• What is expected: Output, character for character, the lines of the listing below from the line containing "label with number" through the line containing "(429, 243), (468, 276)", including both of those lines.

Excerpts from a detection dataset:
* * * *

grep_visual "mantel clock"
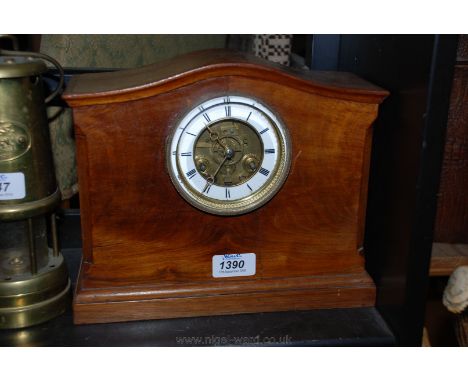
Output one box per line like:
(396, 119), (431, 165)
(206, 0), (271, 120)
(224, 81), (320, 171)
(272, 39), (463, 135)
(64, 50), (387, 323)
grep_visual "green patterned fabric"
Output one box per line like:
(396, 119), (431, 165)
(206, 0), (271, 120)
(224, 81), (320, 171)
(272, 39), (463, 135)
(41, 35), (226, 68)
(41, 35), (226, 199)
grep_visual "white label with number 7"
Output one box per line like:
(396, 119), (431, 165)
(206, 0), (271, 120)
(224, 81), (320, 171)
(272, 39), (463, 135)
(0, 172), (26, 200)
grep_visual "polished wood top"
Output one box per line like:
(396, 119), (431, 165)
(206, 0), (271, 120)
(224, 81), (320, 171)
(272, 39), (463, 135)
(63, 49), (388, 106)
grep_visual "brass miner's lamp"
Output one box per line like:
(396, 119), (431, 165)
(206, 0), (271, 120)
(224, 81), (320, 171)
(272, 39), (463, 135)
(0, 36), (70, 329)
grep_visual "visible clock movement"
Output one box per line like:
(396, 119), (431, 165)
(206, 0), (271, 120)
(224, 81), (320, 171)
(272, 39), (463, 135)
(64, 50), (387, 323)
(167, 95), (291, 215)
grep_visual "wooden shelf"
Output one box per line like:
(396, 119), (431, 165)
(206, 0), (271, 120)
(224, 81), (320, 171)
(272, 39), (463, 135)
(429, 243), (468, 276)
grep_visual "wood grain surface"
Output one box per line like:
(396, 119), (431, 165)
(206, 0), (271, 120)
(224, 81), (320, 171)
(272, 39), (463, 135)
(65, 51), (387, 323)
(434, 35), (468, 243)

* * * *

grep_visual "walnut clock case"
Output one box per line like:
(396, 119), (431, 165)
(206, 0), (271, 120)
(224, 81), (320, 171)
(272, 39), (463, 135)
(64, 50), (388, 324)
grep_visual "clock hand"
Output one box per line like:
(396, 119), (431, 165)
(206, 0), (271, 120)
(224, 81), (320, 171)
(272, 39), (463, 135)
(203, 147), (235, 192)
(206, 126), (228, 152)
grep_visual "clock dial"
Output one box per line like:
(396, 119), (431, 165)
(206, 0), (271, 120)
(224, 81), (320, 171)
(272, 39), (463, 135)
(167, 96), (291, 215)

* * * *

• Full solution:
grep_visual "white label with number 7"
Output one box per line like:
(396, 119), (431, 165)
(206, 0), (271, 120)
(224, 81), (320, 171)
(272, 39), (463, 135)
(0, 172), (26, 200)
grep_visual "polished wood top"
Output one box per line like:
(396, 119), (431, 165)
(206, 0), (271, 120)
(224, 81), (320, 171)
(272, 39), (463, 135)
(63, 49), (388, 106)
grep_visual "brass miner's lamp"
Output one box per line like:
(396, 119), (431, 165)
(206, 0), (271, 120)
(224, 81), (320, 171)
(272, 39), (463, 135)
(0, 36), (70, 329)
grep_visual "visible clock movement"
Output one box per line like:
(396, 119), (431, 165)
(206, 0), (271, 120)
(224, 81), (320, 171)
(272, 39), (463, 135)
(64, 50), (387, 323)
(167, 95), (291, 215)
grep_visual "wooden shelf"
Output one box per line like:
(396, 119), (431, 165)
(206, 0), (271, 120)
(224, 81), (320, 171)
(272, 39), (463, 135)
(429, 243), (468, 276)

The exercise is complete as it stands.